Text under study:

== == ==

This volume argues that the American and French Revolutions provided the genesis of the revolutionary "script" that was rewritten by Marx, which was revised by Lenin and the Bolshevik Revolution, which was revised again by Mao and the Chinese Communist Revolution. Later revolutions in Cuba and Iran improvised further. This script is once again on display in the capitals of the Middle East and North Africa, and it will serve as the model for future revolutionary movements.
About the authors
Keith M. Baker is Professor of Early Modern European History at Stanford University. His books include What's Left of Enlightenment? and Inventing the French Revolution.
Dan Edelstein is Professor of French and History at Stanford University. He is the author of The Terror of Natural Right: Republicanism, the Cult of Nature, and the French Revolution, which won the 2009 Oscar Kenshur Book Prize.

== == ==

What to work on:
1/ According to the book description, which prize did The Terror of Natural Right win?
2/ Rewrite the stretch of the book description from "Dan Edelstein is" through "Kenshur Book Prize.", switching "2009" to "2010".

== == ==

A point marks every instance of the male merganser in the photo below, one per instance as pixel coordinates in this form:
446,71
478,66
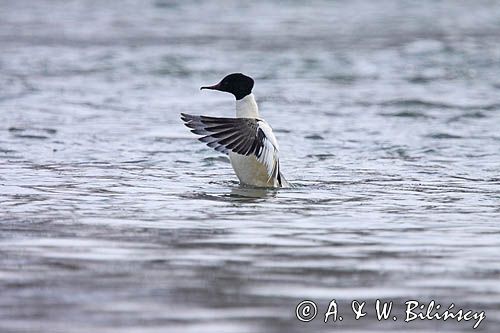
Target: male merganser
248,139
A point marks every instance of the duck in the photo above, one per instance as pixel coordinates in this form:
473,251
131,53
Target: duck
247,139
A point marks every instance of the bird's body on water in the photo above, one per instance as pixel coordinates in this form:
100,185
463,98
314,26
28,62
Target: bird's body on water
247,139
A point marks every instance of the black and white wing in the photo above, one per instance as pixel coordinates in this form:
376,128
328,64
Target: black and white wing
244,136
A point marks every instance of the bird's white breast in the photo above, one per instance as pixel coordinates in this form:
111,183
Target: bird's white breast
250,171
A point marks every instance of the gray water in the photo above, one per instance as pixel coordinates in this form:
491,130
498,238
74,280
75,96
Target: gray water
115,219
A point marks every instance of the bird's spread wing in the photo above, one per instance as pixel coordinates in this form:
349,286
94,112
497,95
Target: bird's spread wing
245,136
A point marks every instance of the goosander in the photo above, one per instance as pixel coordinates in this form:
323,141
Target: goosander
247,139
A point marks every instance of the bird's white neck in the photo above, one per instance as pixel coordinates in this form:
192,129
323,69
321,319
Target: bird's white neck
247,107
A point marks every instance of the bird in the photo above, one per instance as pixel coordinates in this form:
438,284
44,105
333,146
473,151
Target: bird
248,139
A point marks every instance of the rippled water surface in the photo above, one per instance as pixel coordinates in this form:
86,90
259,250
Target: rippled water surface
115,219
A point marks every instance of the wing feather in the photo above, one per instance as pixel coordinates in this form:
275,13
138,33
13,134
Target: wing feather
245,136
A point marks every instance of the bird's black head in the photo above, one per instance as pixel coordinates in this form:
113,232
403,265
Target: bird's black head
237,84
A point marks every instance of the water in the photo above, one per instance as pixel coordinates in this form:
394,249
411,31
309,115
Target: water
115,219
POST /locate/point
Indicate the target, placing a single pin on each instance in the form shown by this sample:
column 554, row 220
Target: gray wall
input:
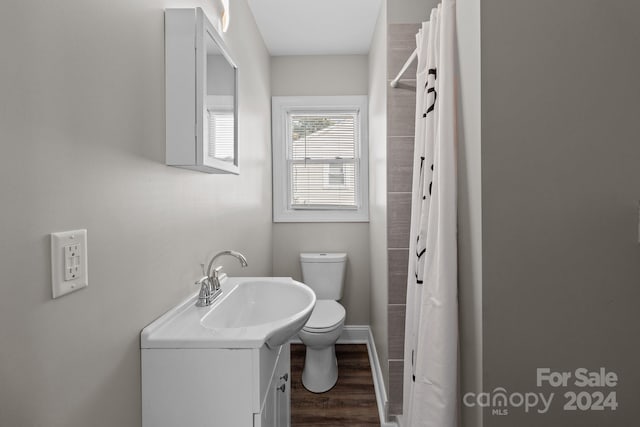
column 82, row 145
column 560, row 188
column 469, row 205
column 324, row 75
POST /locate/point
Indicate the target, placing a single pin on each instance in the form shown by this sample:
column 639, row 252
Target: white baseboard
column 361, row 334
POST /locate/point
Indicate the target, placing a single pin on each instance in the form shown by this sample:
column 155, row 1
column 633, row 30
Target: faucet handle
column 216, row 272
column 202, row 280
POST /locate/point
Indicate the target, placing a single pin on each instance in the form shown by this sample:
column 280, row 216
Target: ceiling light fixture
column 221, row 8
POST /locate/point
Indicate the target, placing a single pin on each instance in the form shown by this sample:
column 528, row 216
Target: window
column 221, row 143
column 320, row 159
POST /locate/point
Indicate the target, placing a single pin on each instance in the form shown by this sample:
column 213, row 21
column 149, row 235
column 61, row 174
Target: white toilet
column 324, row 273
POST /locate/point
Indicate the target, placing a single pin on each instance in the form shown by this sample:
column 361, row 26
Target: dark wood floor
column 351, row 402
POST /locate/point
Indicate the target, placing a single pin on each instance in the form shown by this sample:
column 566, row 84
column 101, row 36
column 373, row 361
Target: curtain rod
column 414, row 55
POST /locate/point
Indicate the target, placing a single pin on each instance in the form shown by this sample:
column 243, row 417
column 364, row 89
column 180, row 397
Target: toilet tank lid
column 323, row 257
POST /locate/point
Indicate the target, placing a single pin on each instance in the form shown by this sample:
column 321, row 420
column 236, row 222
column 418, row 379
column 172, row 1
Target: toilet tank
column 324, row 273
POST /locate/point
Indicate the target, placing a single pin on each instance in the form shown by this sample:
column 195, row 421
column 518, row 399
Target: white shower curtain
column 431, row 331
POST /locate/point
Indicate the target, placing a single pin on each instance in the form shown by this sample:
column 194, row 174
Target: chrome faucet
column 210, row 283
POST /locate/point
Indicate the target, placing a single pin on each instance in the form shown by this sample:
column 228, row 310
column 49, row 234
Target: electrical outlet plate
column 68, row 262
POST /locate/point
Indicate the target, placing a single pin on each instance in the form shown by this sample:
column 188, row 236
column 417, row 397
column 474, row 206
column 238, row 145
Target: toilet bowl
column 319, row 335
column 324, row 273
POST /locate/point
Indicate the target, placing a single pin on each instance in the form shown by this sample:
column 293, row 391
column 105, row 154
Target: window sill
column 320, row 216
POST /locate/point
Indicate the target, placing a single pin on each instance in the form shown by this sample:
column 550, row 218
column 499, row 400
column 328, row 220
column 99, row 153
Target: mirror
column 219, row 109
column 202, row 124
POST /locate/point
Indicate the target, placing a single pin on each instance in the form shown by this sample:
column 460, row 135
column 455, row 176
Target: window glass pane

== == ==

Responses to the exercise:
1/ The 2009 Oscar Kenshur Book Prize.

2/
Dan Edelstein is Professor of French and History at Stanford University. He is the author of The Terror of Natural Right: Republicanism, the Cult of Nature, and the French Revolution, which won the 2010 Oscar Kenshur Book Prize.